[start of SUPPLIED MATERIAL]
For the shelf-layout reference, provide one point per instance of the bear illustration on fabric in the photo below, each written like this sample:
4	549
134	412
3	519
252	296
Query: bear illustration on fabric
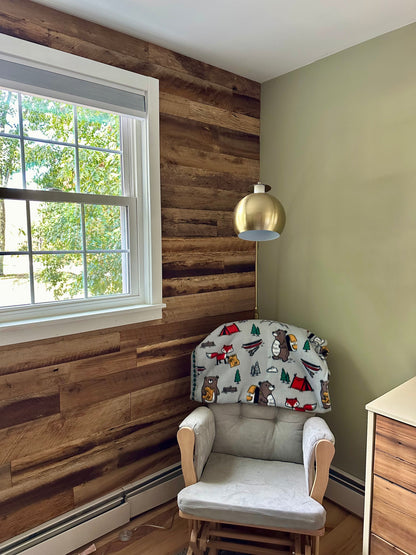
209	390
262	394
280	349
283	344
326	402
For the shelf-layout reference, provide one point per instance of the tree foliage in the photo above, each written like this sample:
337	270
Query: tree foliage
51	165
[end of SUPPLIED MATERIAL]
Extract every line of the entries above verbatim, leaving out the pictures.

EXERCISE SOLUTION:
For the shelf-layout reference, provide one point per instance of the bear illustration on fabric in the photo below, each written like this sample:
4	549
134	412
3	519
252	296
Query: bear illustration on fabric
209	390
262	394
280	349
283	344
326	402
For the shelf-layout reference, provide one point per instance of the tree foliage in the photo above, each written like this sample:
337	270
Query: tree foliage
51	165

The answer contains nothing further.